### [EXERCISE DESCRIPTION]
Gather every line in the entries below that contains the string "playing", matching case exactly, and copy each one out.

Rows from a box labeling dataset
▬▬▬
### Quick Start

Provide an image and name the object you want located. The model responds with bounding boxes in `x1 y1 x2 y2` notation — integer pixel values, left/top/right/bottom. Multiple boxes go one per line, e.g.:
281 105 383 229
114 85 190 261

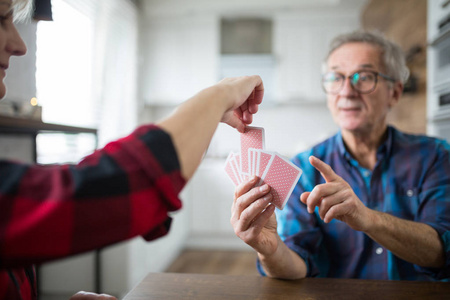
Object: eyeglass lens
322 71 377 93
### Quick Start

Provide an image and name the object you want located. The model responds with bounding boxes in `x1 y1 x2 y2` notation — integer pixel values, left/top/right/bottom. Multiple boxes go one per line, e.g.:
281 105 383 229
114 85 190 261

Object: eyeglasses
322 71 395 94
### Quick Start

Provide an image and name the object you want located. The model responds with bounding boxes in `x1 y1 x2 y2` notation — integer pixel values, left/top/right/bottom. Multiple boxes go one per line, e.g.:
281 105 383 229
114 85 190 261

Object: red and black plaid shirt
0 125 185 300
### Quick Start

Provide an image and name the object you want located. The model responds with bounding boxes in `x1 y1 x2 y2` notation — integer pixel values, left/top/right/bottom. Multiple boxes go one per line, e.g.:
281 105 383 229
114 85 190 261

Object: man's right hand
230 176 279 256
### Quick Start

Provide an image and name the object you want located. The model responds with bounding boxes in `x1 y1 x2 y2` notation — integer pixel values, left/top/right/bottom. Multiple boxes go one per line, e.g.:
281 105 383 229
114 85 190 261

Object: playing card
240 126 264 176
261 154 302 209
256 150 275 177
224 152 240 185
231 153 244 184
248 148 258 176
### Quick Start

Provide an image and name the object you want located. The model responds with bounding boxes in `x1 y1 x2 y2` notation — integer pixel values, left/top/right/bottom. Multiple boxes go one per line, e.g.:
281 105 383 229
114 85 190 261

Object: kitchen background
0 0 450 299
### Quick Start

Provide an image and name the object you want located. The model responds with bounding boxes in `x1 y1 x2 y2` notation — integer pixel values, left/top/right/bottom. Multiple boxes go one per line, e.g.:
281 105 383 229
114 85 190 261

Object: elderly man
231 32 450 280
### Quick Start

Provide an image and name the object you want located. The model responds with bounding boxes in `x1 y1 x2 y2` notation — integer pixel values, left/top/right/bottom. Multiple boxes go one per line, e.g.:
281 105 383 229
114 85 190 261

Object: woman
0 0 264 299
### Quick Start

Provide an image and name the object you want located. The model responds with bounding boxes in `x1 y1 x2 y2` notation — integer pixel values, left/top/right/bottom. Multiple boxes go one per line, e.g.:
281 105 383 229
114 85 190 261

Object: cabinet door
274 15 357 102
141 17 219 105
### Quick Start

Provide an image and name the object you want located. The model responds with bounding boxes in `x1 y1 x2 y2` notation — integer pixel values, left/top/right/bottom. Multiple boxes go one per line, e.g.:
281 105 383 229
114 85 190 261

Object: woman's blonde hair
12 0 33 21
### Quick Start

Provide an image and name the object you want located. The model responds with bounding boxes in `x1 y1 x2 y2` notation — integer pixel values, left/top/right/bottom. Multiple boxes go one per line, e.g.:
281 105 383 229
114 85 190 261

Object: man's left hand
300 156 371 231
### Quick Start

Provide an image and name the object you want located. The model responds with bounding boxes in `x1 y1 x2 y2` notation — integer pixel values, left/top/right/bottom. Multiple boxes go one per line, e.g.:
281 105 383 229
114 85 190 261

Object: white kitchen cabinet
427 0 450 140
140 16 219 105
274 9 359 102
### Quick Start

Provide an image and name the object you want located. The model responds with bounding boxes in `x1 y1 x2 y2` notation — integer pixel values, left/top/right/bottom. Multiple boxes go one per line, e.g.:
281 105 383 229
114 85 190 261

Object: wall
361 0 427 133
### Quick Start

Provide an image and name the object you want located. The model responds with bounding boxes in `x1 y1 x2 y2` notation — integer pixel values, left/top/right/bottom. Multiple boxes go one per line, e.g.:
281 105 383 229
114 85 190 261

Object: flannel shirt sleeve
0 125 185 267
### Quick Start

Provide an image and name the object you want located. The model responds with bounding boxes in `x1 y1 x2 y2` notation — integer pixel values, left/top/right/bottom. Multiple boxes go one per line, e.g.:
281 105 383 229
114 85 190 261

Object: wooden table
124 273 450 300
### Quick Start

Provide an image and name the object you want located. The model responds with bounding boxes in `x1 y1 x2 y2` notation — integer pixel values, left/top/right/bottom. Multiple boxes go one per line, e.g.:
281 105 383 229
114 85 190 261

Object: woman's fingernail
259 184 269 192
263 194 272 201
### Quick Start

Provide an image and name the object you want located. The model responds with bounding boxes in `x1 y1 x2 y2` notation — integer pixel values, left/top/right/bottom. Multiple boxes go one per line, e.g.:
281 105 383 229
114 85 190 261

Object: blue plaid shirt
259 127 450 280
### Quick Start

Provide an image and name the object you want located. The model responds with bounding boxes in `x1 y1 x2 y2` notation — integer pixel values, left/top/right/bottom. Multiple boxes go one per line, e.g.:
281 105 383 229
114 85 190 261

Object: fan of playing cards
225 127 302 209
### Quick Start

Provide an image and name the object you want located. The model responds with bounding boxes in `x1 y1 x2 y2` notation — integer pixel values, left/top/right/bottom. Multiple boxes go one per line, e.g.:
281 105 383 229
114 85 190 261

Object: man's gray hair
324 31 409 83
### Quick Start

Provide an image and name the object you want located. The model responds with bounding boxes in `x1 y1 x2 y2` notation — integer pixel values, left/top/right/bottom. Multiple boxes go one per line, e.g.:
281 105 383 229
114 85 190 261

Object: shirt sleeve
415 140 450 280
0 125 185 267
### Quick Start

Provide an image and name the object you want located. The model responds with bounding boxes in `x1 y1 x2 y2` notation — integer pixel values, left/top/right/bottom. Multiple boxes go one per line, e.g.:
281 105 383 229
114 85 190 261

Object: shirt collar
335 126 395 161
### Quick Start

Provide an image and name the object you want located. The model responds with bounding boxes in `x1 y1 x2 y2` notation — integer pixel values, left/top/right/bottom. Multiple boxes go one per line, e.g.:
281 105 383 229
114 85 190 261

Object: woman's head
0 0 31 99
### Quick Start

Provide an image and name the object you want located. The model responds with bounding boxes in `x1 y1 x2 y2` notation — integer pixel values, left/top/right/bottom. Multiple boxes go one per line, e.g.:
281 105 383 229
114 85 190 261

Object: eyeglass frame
322 70 396 95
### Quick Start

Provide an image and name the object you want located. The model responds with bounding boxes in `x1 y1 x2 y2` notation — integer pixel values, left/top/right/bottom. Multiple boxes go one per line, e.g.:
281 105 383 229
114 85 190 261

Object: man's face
327 42 401 132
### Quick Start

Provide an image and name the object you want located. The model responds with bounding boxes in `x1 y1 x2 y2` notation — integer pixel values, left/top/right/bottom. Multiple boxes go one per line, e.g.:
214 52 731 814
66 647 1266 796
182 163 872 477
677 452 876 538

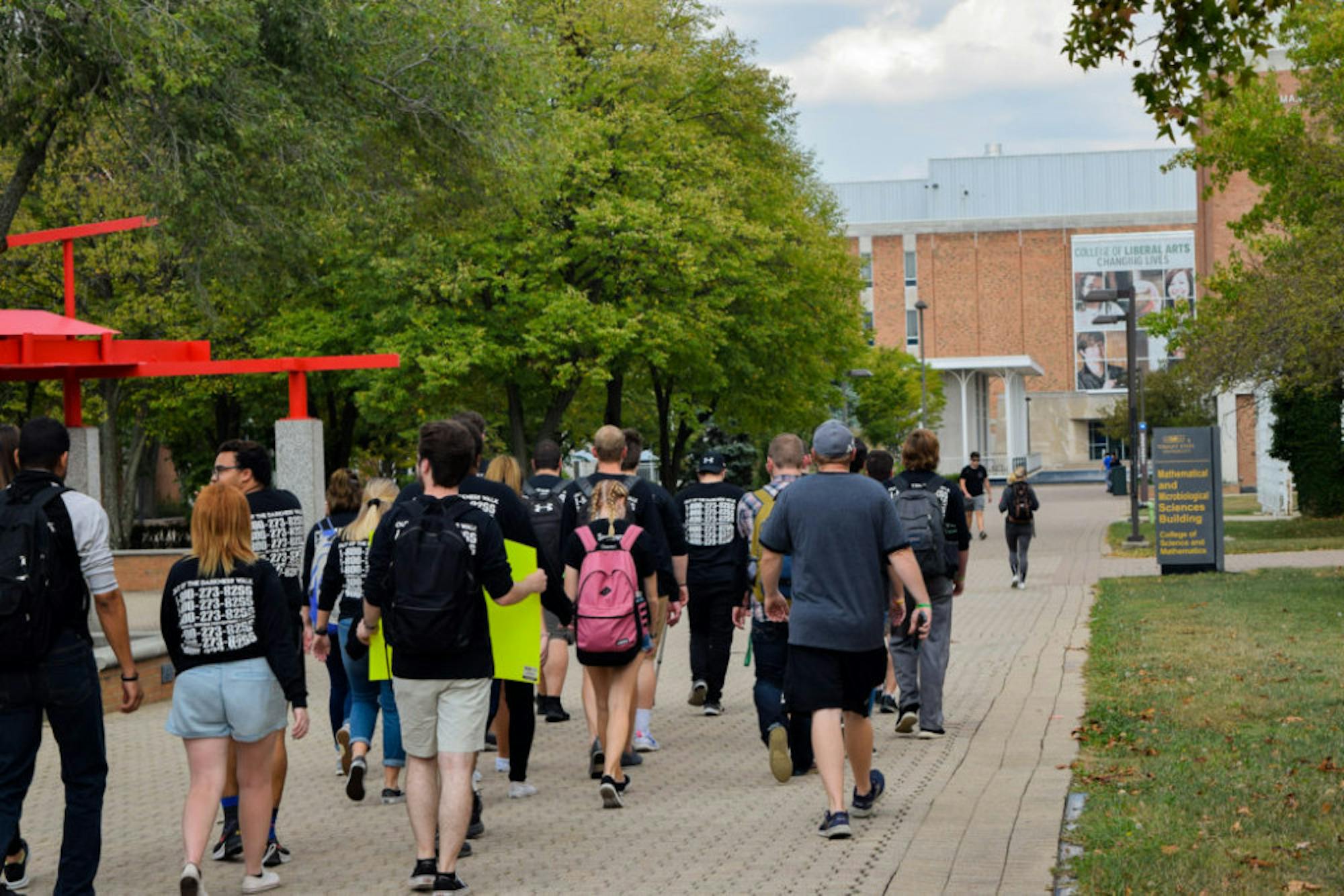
▬▬▬
### [TASK OUTPUT]
Object: playing card
Object: fan of playing cards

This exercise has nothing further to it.